Prompt
Copy the records word for word, from their first line through the line containing "Target: white horse", including that line.

Dataset rows showing where objects appear:
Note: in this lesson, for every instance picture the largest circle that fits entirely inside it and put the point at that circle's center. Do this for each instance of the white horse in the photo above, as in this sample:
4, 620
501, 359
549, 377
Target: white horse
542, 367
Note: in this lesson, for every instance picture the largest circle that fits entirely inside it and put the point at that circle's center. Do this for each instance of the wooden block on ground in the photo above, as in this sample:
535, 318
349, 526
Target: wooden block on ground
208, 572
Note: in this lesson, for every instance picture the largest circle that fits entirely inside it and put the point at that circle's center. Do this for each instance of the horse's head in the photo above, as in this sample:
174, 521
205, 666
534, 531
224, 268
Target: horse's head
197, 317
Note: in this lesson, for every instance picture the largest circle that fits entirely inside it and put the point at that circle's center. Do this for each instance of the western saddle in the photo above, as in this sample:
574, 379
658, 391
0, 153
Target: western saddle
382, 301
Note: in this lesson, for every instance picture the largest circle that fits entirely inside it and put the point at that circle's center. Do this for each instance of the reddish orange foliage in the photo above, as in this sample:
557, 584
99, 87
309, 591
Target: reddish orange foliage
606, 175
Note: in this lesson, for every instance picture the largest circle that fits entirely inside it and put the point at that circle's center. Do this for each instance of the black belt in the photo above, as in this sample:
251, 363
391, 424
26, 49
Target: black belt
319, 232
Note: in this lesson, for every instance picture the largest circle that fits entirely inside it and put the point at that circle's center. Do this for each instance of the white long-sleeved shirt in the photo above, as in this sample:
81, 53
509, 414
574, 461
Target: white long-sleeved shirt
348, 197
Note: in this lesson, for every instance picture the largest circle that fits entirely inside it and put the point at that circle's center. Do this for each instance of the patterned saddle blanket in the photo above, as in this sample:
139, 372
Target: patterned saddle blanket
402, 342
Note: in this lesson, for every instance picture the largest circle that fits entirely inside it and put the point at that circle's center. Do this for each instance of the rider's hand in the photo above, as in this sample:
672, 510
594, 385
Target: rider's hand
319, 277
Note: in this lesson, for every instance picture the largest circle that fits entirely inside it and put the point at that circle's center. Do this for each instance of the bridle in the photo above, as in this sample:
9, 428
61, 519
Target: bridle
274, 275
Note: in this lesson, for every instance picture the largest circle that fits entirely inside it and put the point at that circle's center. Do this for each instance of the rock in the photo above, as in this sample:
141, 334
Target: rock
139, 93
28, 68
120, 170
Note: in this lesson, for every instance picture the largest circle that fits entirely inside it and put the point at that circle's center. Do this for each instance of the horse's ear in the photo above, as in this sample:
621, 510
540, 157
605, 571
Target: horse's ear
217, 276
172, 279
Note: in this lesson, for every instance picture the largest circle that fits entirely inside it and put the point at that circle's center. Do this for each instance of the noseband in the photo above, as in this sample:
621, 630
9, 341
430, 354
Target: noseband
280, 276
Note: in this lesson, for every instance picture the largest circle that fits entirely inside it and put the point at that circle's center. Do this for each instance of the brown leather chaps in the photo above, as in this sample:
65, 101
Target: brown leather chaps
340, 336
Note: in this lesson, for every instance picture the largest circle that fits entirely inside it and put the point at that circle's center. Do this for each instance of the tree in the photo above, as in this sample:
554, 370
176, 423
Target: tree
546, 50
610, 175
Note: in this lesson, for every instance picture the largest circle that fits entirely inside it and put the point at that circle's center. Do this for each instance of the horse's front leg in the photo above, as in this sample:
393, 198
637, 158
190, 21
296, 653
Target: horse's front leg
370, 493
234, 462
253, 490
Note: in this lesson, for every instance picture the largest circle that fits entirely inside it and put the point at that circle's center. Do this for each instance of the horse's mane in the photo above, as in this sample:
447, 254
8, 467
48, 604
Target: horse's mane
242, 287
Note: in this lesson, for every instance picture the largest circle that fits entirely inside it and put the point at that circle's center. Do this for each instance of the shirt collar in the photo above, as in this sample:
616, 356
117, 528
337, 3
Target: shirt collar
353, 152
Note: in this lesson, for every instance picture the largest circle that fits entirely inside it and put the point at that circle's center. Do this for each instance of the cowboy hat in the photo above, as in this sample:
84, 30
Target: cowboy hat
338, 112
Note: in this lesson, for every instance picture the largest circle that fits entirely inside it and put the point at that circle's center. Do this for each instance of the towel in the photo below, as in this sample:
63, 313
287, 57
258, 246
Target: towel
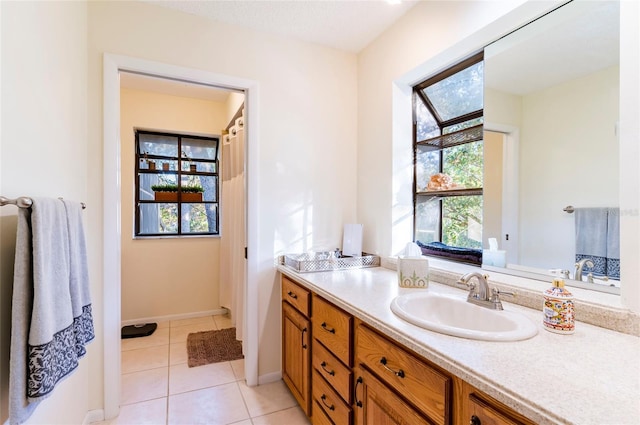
597, 233
51, 309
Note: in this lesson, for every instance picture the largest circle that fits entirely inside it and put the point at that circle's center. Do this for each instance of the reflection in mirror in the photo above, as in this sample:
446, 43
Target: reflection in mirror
551, 108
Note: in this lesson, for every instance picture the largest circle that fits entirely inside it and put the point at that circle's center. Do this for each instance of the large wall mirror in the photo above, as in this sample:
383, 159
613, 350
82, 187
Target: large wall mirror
551, 108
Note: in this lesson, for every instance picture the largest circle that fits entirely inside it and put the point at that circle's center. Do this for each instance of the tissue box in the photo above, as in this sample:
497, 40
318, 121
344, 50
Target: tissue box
497, 258
413, 272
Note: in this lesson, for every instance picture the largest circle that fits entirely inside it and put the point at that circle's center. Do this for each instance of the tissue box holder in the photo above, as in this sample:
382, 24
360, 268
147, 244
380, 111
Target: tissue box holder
413, 272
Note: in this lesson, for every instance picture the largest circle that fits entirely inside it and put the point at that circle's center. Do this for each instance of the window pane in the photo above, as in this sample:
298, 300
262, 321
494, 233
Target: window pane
200, 148
199, 218
458, 94
426, 126
428, 220
427, 164
462, 221
158, 218
157, 144
208, 183
464, 164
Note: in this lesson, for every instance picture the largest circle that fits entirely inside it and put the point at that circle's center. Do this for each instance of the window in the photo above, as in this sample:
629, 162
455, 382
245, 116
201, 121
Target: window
176, 184
448, 162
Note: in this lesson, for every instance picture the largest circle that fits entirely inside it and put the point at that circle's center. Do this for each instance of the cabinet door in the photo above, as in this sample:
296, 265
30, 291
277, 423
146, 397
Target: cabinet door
484, 412
376, 404
296, 355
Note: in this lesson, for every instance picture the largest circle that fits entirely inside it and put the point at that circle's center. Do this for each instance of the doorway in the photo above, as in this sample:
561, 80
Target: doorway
113, 65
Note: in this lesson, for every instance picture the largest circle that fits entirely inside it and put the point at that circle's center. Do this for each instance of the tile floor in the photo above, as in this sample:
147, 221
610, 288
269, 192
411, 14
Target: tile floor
158, 387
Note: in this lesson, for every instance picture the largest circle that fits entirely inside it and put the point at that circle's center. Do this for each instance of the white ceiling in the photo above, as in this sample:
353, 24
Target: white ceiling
171, 87
348, 25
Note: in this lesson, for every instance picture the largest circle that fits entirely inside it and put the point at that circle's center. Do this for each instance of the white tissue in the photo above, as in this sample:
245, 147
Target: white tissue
493, 256
413, 268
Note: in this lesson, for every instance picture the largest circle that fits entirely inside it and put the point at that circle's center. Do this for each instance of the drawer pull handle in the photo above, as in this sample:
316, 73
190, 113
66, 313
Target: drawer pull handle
328, 329
304, 346
355, 391
399, 373
330, 407
323, 365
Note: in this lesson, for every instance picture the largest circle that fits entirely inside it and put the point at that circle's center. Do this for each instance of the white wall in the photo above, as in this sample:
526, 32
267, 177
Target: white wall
44, 153
307, 181
154, 285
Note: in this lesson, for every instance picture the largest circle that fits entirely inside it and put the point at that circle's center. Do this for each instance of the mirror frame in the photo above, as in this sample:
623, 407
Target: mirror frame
400, 225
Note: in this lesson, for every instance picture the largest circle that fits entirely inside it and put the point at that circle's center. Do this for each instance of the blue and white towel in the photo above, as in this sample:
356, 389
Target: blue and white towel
598, 239
51, 306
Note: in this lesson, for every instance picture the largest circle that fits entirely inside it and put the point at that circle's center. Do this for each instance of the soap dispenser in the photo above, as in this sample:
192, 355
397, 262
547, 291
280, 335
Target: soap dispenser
558, 314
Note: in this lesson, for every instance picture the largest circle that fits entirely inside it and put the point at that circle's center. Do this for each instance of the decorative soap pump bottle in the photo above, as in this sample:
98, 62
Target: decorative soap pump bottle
558, 315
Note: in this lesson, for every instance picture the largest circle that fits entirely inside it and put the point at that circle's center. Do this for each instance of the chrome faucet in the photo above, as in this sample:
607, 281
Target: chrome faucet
580, 265
479, 294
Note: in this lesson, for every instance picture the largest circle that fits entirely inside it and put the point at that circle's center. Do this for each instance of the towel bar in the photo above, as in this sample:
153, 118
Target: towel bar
24, 202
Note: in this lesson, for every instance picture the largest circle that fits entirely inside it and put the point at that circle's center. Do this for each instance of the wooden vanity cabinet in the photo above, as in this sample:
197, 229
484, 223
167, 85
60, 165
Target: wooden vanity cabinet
332, 360
415, 380
478, 408
296, 342
342, 371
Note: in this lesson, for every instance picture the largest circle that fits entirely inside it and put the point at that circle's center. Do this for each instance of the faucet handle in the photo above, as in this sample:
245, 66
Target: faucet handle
496, 294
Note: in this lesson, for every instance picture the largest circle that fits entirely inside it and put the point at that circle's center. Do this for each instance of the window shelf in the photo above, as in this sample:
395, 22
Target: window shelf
448, 193
461, 137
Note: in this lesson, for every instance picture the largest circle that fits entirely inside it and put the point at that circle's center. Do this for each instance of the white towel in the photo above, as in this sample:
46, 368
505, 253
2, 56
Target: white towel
51, 309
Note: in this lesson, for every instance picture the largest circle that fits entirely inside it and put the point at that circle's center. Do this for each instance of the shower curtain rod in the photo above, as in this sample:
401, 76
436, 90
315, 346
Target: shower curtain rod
23, 202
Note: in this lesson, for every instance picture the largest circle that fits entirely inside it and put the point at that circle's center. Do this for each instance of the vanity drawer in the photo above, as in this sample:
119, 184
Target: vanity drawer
422, 384
330, 402
337, 375
296, 295
333, 328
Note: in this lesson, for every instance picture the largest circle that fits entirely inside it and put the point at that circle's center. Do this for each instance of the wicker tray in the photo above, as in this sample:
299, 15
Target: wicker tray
327, 260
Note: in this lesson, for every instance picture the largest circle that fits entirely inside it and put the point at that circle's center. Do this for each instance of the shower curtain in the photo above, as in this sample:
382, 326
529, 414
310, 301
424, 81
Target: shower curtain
232, 229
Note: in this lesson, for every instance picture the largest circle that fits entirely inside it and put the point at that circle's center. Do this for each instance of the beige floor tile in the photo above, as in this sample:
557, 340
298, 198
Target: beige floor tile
178, 353
267, 398
159, 337
183, 378
223, 321
152, 412
291, 416
179, 333
144, 385
192, 321
217, 405
145, 358
238, 369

Right answer
Note: in this lesson, for every instance picture the largest circle that fits entirely inside it and put the point at that circle's center. Do this for each instance of the white horse in the photo above, as in this sample:
4, 620
501, 359
549, 377
Target: white horse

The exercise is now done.